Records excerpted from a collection
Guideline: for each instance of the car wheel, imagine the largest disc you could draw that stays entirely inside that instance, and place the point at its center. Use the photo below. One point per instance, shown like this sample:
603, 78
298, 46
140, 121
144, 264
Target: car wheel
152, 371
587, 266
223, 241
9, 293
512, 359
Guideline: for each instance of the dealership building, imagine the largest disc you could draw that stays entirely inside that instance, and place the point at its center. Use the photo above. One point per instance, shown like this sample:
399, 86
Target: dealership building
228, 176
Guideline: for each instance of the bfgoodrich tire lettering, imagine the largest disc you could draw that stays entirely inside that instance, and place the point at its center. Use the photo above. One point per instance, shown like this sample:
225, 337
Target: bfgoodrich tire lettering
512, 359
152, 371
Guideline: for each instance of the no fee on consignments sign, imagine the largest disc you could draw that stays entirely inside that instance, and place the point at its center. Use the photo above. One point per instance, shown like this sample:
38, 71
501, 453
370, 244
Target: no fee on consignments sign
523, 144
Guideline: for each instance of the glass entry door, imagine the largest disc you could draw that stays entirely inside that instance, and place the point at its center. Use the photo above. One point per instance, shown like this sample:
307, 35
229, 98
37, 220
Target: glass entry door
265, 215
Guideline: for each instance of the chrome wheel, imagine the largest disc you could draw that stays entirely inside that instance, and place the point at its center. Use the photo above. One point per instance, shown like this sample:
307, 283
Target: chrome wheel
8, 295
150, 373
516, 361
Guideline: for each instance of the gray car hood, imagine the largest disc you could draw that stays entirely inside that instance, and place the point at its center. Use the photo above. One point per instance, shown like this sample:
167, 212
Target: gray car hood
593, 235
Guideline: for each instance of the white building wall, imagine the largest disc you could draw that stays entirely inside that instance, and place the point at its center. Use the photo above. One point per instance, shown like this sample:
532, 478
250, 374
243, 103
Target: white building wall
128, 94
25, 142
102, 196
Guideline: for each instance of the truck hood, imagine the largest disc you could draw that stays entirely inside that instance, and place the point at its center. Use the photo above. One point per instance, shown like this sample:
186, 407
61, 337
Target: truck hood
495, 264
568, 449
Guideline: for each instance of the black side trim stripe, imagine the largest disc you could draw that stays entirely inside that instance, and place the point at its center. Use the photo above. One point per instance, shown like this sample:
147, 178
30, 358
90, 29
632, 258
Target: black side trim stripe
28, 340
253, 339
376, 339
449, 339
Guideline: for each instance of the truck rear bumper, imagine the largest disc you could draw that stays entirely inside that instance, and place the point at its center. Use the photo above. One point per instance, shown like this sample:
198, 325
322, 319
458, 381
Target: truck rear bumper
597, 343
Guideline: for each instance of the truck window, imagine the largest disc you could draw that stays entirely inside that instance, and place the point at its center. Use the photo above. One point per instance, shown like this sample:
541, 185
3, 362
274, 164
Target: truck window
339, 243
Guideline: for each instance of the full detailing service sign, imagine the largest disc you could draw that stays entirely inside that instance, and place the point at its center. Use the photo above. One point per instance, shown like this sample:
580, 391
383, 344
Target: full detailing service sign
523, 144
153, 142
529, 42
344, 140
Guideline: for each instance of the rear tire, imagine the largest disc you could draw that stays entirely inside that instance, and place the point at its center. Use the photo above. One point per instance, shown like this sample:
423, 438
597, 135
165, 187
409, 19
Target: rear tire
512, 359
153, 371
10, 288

▶ Problem description: The records above are to be copied in full, exactly as written.

▶ Response to this exercise:
Guideline: for each instance of the car wheel, imagine the largest disc you could draw that stays entirely inside that instance, and place the point at its center. Use the photo below. One point per instance, shown like this sample:
603, 78
298, 46
140, 121
144, 264
Target: car wheel
152, 371
587, 266
223, 241
9, 293
512, 359
Guideline: for each instance of the dealership building, imagine the largest disc you could draw that stays entirely inside that instance, and place the point at its center. Use the photo above. One point per instance, shown like this sample:
399, 86
Target: dealership building
228, 176
Guideline: for each instance of the bfgoodrich tire lettering, imagine the largest disc you could draw that stays entirely inside that instance, and place the point at its center. Use the photo above. One point per instance, shown like this sample:
225, 337
Target: bfgoodrich tire lettering
512, 359
152, 371
Guideline: for each instance of the no fee on consignments sign, imagine the largest disc you could draw that stays entirely inside that instance, and place the point at its center. Use the photo above. One point per instance, shown like this sample:
38, 71
501, 453
370, 244
Target: no fee on consignments sign
523, 144
Guideline: for each instance of the glass entry door, imagine the largest disc you could draw that stays entirely inside that instance, and place the point at its center. Use the photo above. One point per instance, shown like this sample:
307, 35
229, 98
37, 220
Target: glass entry door
265, 215
Guideline: for each instance of the chrome wheel, imagine the largest disc you could draw that stays entirely inside that instance, and place the point at its center. Use the photo above. One point per instance, shown like this sample:
307, 283
Target: chrome wheel
8, 295
150, 373
516, 361
Guideline: for each instance of the gray car hood, imagine the largest disc you could draw that stays entirely inside that instance, and place the point at its center. Use the photo above. One point per instance, shown like this sample:
167, 212
Target: gray car hood
593, 235
Guideline: for each instance of the white building wall, imagine the largest disc you could draw that stays entirely inside that instance, and place the point at its center. Use the photo above. One point per instance, shown like this sample:
532, 478
250, 374
243, 103
Target: white building wall
128, 94
25, 142
102, 196
Guideline: for each instance of the truck hood, imagine the largest disc you could draw that stays entirely inside that instance, and place the point at its center. Use the photo above. One point per instance, shown like this sample:
186, 407
61, 337
Target: truck hood
495, 264
568, 449
Guideline: for each instance of the black side trim stripe, imagine the largest disc you could draw that stays entirely inside that instance, and place the point at its center. Use the photo above. One point per instance, shown like this sample:
147, 178
30, 358
90, 29
632, 258
Target: black side trim stripe
28, 340
253, 339
376, 339
449, 339
Guideline: for each instance of the truck rear bumper, imagine the largest disc you could draw that stays entirely inside that instance, and place the point at its center. Use the photo above. One point per instance, shown like this sample:
198, 325
322, 319
458, 381
Target: truck rear bumper
597, 343
Guideline: for each instance of the truck window, imagine the largest disc you could draw that stays entirely inside that instance, and place the point at its center. Use the photo above. One point per instance, shown like this sample:
541, 185
3, 362
274, 164
Target: truck window
339, 243
Guideline: for each instance of the full detailing service sign, imagine the largest disc you could draw that stays entirely inside that instance, and place the point at its center. Use the photo above. One point per instance, shown like this sample:
580, 391
383, 344
Target: full detailing service sign
523, 144
153, 142
529, 42
344, 140
Guideline: for each instance of the rear tire, imagine the largest disc you could draw that stays entirely inside that instance, and place the point at its center. Use the photo above. One point per instance, shown like this sample:
423, 438
597, 135
165, 187
409, 19
Target: rear tire
512, 359
153, 371
10, 288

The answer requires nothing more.